Records for the exercise:
═══
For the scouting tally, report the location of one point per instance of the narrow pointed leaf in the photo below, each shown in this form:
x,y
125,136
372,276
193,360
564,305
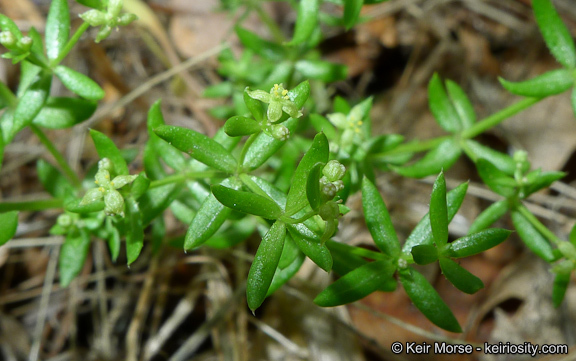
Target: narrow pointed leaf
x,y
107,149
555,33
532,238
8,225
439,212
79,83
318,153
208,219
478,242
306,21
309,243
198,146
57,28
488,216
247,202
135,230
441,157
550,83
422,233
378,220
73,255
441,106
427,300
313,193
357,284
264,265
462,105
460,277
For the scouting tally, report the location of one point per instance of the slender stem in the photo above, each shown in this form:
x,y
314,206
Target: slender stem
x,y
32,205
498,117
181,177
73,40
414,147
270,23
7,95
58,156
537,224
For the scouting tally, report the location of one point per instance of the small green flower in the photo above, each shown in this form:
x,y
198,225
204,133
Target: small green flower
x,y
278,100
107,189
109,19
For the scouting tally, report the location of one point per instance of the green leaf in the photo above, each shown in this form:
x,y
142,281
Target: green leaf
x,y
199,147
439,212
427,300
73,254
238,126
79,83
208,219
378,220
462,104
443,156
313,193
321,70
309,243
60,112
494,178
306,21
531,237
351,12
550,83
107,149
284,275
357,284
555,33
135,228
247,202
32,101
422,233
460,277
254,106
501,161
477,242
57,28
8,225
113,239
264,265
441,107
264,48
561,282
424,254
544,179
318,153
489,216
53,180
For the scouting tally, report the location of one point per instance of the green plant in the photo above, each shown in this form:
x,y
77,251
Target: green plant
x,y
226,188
═══
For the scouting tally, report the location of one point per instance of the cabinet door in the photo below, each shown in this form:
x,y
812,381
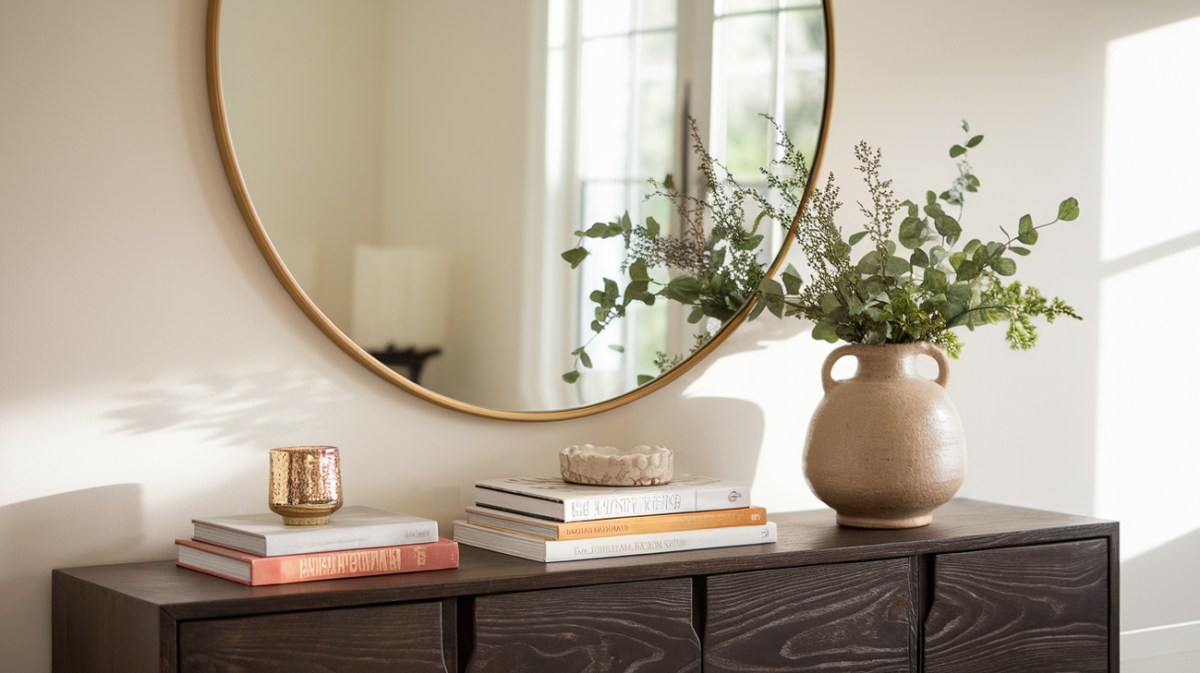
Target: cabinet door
═══
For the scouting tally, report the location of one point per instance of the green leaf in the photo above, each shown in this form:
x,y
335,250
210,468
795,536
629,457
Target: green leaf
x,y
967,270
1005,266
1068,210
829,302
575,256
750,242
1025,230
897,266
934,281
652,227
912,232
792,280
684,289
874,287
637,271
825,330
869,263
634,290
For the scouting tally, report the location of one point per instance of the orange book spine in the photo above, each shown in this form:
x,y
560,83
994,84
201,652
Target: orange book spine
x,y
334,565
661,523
═══
What to produce: State how many lines in the items above contain the string "small", treating uppercase and lowercase as distinct, and give only the number.

Task solution: 2